Instructions to follow: Reproduce every one of the following entries word for word, keeping each line unchanged.

Material provided:

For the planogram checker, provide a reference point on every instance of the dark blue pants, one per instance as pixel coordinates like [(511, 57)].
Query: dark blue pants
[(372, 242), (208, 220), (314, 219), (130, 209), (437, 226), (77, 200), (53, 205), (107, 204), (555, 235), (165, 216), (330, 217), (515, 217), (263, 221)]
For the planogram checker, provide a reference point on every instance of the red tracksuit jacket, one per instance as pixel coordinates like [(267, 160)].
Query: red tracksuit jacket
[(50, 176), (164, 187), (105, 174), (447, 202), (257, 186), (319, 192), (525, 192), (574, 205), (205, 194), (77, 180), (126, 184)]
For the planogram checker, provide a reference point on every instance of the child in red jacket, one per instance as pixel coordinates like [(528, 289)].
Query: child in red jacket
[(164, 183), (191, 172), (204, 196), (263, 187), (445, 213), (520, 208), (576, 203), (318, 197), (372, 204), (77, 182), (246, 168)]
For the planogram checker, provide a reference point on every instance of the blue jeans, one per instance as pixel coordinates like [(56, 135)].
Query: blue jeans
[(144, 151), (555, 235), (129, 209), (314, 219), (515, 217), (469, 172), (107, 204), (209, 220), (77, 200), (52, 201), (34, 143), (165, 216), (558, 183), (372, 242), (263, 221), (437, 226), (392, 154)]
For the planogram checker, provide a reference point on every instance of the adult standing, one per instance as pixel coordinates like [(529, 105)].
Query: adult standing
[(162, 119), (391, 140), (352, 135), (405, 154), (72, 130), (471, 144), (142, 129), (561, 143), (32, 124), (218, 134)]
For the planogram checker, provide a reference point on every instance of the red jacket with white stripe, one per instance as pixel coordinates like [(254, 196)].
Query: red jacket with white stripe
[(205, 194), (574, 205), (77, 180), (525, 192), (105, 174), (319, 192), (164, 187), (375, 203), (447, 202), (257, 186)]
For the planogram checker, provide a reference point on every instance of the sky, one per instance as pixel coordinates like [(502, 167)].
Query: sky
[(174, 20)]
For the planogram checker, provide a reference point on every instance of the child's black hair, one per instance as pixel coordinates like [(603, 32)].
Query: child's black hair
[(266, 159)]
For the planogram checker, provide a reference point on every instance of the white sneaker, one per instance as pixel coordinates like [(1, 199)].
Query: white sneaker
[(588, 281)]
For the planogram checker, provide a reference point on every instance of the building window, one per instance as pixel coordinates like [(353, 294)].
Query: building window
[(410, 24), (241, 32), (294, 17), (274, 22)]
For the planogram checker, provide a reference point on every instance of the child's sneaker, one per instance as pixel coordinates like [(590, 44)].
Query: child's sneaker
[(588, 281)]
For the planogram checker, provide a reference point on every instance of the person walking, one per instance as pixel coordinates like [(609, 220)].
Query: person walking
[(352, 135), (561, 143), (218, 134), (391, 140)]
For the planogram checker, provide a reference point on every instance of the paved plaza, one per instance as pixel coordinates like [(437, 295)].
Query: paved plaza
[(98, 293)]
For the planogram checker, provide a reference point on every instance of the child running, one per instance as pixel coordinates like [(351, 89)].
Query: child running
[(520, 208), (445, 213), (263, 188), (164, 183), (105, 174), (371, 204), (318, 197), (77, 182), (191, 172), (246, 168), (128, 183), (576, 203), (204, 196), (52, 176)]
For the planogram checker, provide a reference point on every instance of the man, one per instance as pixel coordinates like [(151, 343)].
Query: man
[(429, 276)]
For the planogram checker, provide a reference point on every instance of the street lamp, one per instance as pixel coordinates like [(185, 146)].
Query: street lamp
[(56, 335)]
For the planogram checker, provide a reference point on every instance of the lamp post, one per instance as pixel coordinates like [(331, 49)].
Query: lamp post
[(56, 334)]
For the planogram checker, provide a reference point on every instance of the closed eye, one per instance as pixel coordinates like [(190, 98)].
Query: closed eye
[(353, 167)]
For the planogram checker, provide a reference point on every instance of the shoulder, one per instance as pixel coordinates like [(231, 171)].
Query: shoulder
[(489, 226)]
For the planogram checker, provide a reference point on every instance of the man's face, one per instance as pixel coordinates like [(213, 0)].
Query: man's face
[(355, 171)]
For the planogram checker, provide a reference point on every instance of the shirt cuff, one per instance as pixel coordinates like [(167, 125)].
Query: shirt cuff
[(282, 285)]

Worked answer:
For the planogram checker, provide a reference point on every instance of the dark blue pants, one per instance as pixel coordinates like [(511, 57)].
Query: dark blue pants
[(372, 242), (208, 220), (314, 219), (130, 209), (437, 226), (77, 200), (53, 205), (107, 204), (555, 235), (165, 216), (330, 217), (515, 217), (263, 221)]
For the planogram checker, provide a reference point on every instance of the red tracksuit jacket, one per instance as pixel coordinates like [(267, 160)].
Query: red tracksuit jacket
[(50, 176), (164, 187), (105, 174), (447, 202), (257, 186), (319, 192), (525, 192), (574, 205), (205, 194), (77, 180), (126, 184)]
For the planogram checker, provide a reference point on every instance of the child in red jacket, one per instance as pixel coordinates like [(528, 289)].
Query: child in red jacket
[(164, 183), (191, 172), (204, 196), (263, 187), (445, 213), (520, 208), (576, 203), (318, 197), (372, 204), (77, 182), (246, 168)]
For the planogram checker, provide a reference point on every instance of the blue jeans, one per instance as pixel coordinates like [(56, 135)].
Query: blue jeans
[(144, 151), (555, 235), (129, 209), (314, 219), (515, 217), (469, 172), (107, 204), (209, 220), (77, 200), (52, 201), (34, 143), (165, 216), (558, 183), (372, 242), (263, 221), (437, 226), (392, 154)]
For the planogram checker, provide a reference point on every instance of the adult standing, one per instance as pixel coordinates like [(529, 105)].
Query: adult standing
[(162, 119), (391, 140), (352, 135), (405, 154), (72, 130), (471, 144), (142, 129), (561, 143), (32, 124), (218, 134)]
For the planogram checker, provide a reference point on every instance of the red jacket with white stripe, one per instance as pixel coordinates like [(254, 196)].
Query: red jacket with white stripe
[(205, 194), (574, 205), (77, 180), (525, 192), (105, 174), (319, 192), (164, 187), (375, 203), (447, 202), (257, 186)]
For the planogram checker, provide a reference point on every instance of the sky, one per instance as pixel coordinates like [(502, 167)].
Query: sky
[(174, 20)]
For the planogram checker, provide a reference point on every instance of the child's black hair, one per instance as pixel coordinates like [(603, 32)].
Query: child's black hair
[(266, 159)]
For the planogram checker, provide a reference point on every instance of the white sneaker, one per instance as pixel coordinates like [(1, 199)].
Query: white sneaker
[(588, 281)]
For the planogram checker, provide a reference point on every instance of the building window, one per instance as pixel coordinates like [(353, 294)].
Query: building window
[(410, 24), (241, 32), (294, 17), (274, 22)]
For the planogram checker, provide a reference point on every instance of the child's sneaker, one per instance as pixel coordinates like [(590, 44)].
Query: child's sneaker
[(588, 281)]
For the planogram checker, provide a reference point on every instance of the person walking, one per instance as pixel coordinates like [(609, 220)].
Query: person walking
[(352, 135), (561, 143), (218, 134), (391, 140)]
For the planogram checker, provide a reference point on every instance of the paved plaza, one per instance as pixel coordinates like [(437, 295)].
Query: paved plaza
[(98, 293)]
For the planogram checker, provide a reference point on every instance of the child running, one per instance as pixel coordinates like [(351, 89)].
Query: child running
[(520, 208), (445, 213), (263, 188), (164, 183), (105, 174), (371, 204), (318, 197), (77, 182), (191, 172), (246, 168), (128, 183), (576, 203), (204, 196), (52, 176)]
For the planogram checker, provide a reference point on every instance of the man, one per instance as pixel coordinates like [(151, 343)].
Query: man
[(429, 276)]
For the planogram checker, provide a reference point on every instance of the street lamp, one per instance as pixel coordinates like [(185, 146)].
Query: street lamp
[(56, 335)]
For the planogram checker, provide a reference point on every instance of the lamp post, one per instance as pixel coordinates like [(331, 49)].
Query: lamp post
[(56, 334)]
For the planogram checker, provide a reference point on every instance of the closed eye, one per instance as pixel coordinates like [(190, 98)].
Query: closed eye
[(353, 167)]
For the planogram checker, provide a reference point on every instance of the shoulder, one per instance as pixel coordinates like [(231, 171)].
Query: shoulder
[(489, 226)]
For the planogram checker, provide a reference point on every instance of the man's face, one per instance as pixel coordinates like [(213, 0)].
Query: man's face
[(355, 171)]
For the planogram checker, provide a reference point on every instance of the shirt cuff, one per instance as pixel coordinates like [(167, 125)].
Query: shirt cuff
[(282, 285)]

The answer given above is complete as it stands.